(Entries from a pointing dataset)
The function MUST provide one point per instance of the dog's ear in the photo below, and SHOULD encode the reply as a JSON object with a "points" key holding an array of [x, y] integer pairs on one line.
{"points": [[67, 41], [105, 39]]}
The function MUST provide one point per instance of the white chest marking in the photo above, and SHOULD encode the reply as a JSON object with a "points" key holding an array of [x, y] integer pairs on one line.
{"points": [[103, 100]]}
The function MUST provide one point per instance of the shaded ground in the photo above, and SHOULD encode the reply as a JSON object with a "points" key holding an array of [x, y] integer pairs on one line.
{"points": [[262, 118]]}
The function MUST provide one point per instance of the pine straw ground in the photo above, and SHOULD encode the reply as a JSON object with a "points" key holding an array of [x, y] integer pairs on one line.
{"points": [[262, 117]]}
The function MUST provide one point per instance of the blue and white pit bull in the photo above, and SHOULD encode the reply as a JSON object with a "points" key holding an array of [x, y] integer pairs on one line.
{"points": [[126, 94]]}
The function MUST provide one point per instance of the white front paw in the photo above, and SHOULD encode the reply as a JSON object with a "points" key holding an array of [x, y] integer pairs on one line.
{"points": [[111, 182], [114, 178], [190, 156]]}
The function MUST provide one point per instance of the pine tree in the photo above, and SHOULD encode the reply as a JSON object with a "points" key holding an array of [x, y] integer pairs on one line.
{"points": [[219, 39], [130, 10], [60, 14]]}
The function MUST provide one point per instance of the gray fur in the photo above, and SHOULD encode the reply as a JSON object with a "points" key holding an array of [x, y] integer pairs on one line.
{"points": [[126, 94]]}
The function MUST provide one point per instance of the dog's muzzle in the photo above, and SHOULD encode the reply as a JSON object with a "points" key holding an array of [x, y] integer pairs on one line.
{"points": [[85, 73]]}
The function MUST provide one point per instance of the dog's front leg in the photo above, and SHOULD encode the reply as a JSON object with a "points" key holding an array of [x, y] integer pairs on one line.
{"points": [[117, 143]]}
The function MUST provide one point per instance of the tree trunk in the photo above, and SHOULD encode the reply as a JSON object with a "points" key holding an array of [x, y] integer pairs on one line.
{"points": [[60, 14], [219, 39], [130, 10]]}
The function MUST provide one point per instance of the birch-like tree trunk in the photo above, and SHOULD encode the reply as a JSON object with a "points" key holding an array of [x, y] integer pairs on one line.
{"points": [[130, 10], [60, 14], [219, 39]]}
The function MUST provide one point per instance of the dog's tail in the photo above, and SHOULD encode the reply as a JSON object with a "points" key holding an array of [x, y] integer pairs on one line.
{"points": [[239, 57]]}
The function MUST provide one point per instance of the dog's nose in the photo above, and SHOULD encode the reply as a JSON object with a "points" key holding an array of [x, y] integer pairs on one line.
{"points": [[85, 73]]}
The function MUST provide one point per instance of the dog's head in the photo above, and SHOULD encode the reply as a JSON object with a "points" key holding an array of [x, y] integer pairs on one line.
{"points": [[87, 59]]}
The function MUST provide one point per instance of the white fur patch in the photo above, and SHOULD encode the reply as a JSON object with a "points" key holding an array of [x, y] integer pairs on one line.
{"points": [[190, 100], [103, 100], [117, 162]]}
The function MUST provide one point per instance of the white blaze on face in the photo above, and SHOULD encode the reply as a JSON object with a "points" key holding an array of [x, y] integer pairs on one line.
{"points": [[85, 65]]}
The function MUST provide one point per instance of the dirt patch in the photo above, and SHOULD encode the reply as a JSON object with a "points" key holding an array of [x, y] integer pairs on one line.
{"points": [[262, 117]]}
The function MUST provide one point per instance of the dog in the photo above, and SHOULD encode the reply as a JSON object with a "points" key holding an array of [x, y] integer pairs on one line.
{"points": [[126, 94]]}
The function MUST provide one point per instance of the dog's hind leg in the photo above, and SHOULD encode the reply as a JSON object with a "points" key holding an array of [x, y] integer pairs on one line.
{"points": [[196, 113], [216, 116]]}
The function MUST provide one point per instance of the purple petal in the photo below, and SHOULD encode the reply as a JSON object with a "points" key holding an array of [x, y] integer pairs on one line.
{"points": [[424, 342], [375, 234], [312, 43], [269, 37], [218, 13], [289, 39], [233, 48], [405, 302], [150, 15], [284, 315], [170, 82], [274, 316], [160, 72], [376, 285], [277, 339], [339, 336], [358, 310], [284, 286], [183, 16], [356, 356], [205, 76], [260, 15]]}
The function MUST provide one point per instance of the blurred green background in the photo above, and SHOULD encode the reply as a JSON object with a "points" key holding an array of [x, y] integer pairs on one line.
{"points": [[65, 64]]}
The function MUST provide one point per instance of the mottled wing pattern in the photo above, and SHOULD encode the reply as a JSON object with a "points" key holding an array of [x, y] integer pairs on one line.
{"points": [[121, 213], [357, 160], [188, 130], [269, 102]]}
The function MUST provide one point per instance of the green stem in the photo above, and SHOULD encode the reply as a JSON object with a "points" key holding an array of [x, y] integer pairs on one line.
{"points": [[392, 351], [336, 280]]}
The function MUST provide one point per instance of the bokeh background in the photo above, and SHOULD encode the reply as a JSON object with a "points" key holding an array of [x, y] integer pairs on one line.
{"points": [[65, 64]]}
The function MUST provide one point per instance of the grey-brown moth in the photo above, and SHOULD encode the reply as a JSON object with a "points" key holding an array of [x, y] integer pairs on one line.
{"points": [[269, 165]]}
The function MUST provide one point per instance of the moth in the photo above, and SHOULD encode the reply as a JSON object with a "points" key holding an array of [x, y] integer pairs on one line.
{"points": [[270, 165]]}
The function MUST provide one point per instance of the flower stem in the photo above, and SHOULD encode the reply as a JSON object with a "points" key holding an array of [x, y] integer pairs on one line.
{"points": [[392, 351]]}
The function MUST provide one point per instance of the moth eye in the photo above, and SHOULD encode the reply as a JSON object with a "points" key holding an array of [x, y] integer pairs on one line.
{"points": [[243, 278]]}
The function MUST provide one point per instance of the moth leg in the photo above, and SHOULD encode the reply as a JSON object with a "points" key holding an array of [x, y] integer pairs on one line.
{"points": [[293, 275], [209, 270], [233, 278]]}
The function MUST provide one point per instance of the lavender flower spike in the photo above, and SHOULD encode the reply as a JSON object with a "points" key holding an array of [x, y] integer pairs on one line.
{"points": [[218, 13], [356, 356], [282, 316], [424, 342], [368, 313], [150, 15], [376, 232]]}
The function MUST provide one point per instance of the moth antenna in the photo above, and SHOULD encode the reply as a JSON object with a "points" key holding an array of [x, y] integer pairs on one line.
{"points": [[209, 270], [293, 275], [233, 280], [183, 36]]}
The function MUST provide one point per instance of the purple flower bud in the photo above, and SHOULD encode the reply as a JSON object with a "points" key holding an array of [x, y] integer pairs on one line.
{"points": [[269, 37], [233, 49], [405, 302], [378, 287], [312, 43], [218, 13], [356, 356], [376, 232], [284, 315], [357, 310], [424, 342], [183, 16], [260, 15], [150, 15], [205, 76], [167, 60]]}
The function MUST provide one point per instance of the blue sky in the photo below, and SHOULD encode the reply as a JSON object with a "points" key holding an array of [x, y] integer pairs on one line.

» **The problem**
Print out all the entries precisely as written.

» **Written response**
The function MUST provide one point per instance of the dog's ear in the photo below, and SHOULD encode the reply as a JSON object with a "points" key holding an array of [x, y] integer pairs on one line.
{"points": [[67, 41], [105, 39]]}
The function MUST provide one point per instance of the white chest marking in the photo above, and SHOULD encode the reply as a JSON object with a "points" key holding an array of [x, y] integer pairs on one line.
{"points": [[103, 100]]}
The function MUST provide one point per instance of the shaded ground in the photo above, and SHOULD encode the reply as a JSON object with a "points" key holding an array of [x, y] integer pairs on one line.
{"points": [[262, 118]]}
The function MUST provide one point per instance of the pine straw ground in the photo above, and SHOULD encode the reply as a JSON object with a "points" key holding an array of [x, y] integer pairs on one line.
{"points": [[262, 117]]}
The function MUST provide one point per instance of the blue and white pit bull in the photo above, and SHOULD encode the reply as a JSON object with a "points" key holding an array of [x, y] integer pairs on one line.
{"points": [[126, 94]]}
The function MUST provide one point per instance of the white front paw in the photo above, and SHOULD encode the reply as a JSON object with a "points" key holding an array of [x, y] integer pairs on one line.
{"points": [[111, 182], [114, 178], [190, 156]]}
The function MUST provide one point per instance of the pine tree in the photo above, and SHOULD encode the reply as a JSON object with a "points" key holding an array of [x, y] integer pairs on one line.
{"points": [[219, 39], [130, 10], [60, 14]]}
The function MUST provide one point per instance of the gray fur in the photo above, and SHOULD encode the reply as a JSON object with a "points" key holding an array of [x, y] integer pairs on one line.
{"points": [[126, 94]]}
The function MUST provide one point per instance of the dog's muzzle in the photo above, and SHOULD encode the reply as a JSON object with a "points" key holding an array of [x, y] integer pairs on one line.
{"points": [[85, 73]]}
The function MUST provide one point per instance of the dog's front leg in the photo above, and SHOULD encode the reply as a JSON object with a "points" key holding an array of [x, y] integer pairs on one line.
{"points": [[117, 143]]}
The function MUST provide one point per instance of the tree trunk in the photo above, and SHOULD encode the reply as a JSON object with a "points" key holding an array of [x, y] integer pairs on one line.
{"points": [[60, 14], [219, 39], [130, 10]]}
The function MUST provide one point per instance of the birch-like tree trunk in the photo above, and SHOULD encode the reply as a JSON object with a "points" key holding an array of [x, y] integer pairs on one line.
{"points": [[130, 10], [60, 14], [219, 39]]}
The function MUST provide one point per instance of the dog's tail in the photo above, and SHOULD encode the reply as a JSON object with a "points" key holding an array of [x, y] integer pairs on one line.
{"points": [[239, 57]]}
The function MUST provide one point per instance of the dog's nose in the photo above, and SHOULD encode the reply as a JSON object with a "points" key holding an array of [x, y] integer pairs on one line.
{"points": [[85, 73]]}
The function MUST provide one point per instance of the dog's head in the photo above, and SHOULD encode the reply as a JSON object with a "points" key holding an array of [x, y] integer pairs on one line.
{"points": [[87, 59]]}
The function MUST provide one point per instance of the white fur patch in the photo above, and SHOULD encode the reply as a JSON object with a "points" key holding an array of [x, y] integer pairs on one line.
{"points": [[190, 100], [103, 100], [117, 162]]}
The function MUST provide one point per instance of the white blaze on face in the photo above, and SHOULD encode the reply as a JSON object with a "points" key holding an array of [x, y] integer pairs on one line.
{"points": [[85, 65]]}
The function MUST provide one point per instance of the dirt patch in the photo above, and SHOULD encode the reply as a JSON object with a "points" key holding an array of [x, y] integer pairs on one line.
{"points": [[262, 117]]}
The function MUST provide one point per instance of the dog in the photo above, and SHOULD encode the reply as a JSON object with a "points" key holding an array of [x, y] integer pairs on one line.
{"points": [[126, 94]]}
The function MUST provide one point per instance of the dog's hind leg in the photo above, and SHOULD encode the reply as a JSON object with a "points" key holding an array of [x, y] integer pairs on one line.
{"points": [[196, 113], [216, 116]]}
The function MUST provide one point per instance of the purple petal in the photo below, and SHOULD encode the reply as a JSON object with a "points" key holding an array of [x, y] integer pairs on one line.
{"points": [[424, 342], [375, 234], [312, 43], [269, 37], [218, 13], [289, 39], [233, 48], [405, 302], [150, 15], [284, 315], [170, 82], [274, 316], [160, 72], [376, 285], [277, 339], [339, 336], [358, 310], [284, 286], [183, 16], [356, 356], [205, 76], [260, 15]]}
The function MUST provide one point per instance of the blurred green background in the photo above, and SHOULD encode the reply as a JSON object with a "points" key holding an array of [x, y] integer pairs on one line.
{"points": [[65, 64]]}
The function MUST provide one point per instance of the mottled wing pattern in the photo above, and SHOULD encode the reply as a JSON object with a "points" key holding an array of [x, y] integer pairs on one line.
{"points": [[121, 213], [357, 160], [188, 130], [269, 102]]}
The function MUST provide one point per instance of the green stem in the photo above, and SHOULD encode the reply as a JSON object with a "points" key holding an array of [x, y] integer pairs on one line.
{"points": [[392, 351], [336, 280]]}
The function MUST provide one point per instance of the bokeh background in the photo above, and SHOULD encode the reply as a JSON object with a "points" key holding an array of [x, y] integer pairs on one line.
{"points": [[65, 64]]}
The function MUST provide one point per instance of the grey-brown moth in the photo above, and SHOULD encode the reply as a JSON object with a "points" key holding an array of [x, y] integer pairs on one line.
{"points": [[269, 165]]}
The function MUST provide one point per instance of the moth in the photo above, and SHOULD encode the reply as a JSON object with a "points" key holding an array of [x, y] integer pairs on one line.
{"points": [[270, 165]]}
The function MUST provide one point per instance of the flower stem in the photo above, and SHOULD encode the reply as a JSON object with a "points" key holding an array of [x, y] integer pairs on one line.
{"points": [[392, 351]]}
The function MUST provide one point per instance of the moth eye in the photo above, and SHOULD encode the reply as a JSON object with a "points" key holding an array of [x, y] integer pairs on one line.
{"points": [[243, 278]]}
The function MUST provide one point per instance of the moth leg in the photo above, and SHOULD encode the reply as a JSON object with a "points" key holding an array of [x, y] integer pairs on one line.
{"points": [[293, 275], [209, 270], [233, 278]]}
The function MUST provide one point per instance of the lavender flower spike in the photo above, and SHOULD encode the reply as a JSON object with a "points" key holding an array of [x, y] integer pairs on one line.
{"points": [[218, 13], [356, 356], [282, 316], [424, 342], [368, 313], [150, 15], [376, 232]]}
The function MUST provide one point per instance of the moth antenna in the photo above, and SHOULD encode the reply as a JSON object with a "points" key holding an array of [x, y] integer pairs on one line.
{"points": [[209, 270], [293, 275], [233, 280], [183, 36]]}
The function MUST provide one point per instance of the purple flower bud in the photo above, and SHOULD encode the reply as a JSON object with a "points" key holding an array of [x, y] integer pairs on one line.
{"points": [[269, 37], [233, 49], [405, 302], [378, 287], [312, 43], [218, 13], [356, 356], [376, 232], [284, 315], [357, 310], [424, 342], [183, 16], [260, 15], [150, 15], [205, 76], [167, 60]]}
The function MUST provide one point per instance of the blue sky in the photo below, and SHOULD encode the reply as a JSON object with a "points" key holding an array of [x, y] integer pairs on one line.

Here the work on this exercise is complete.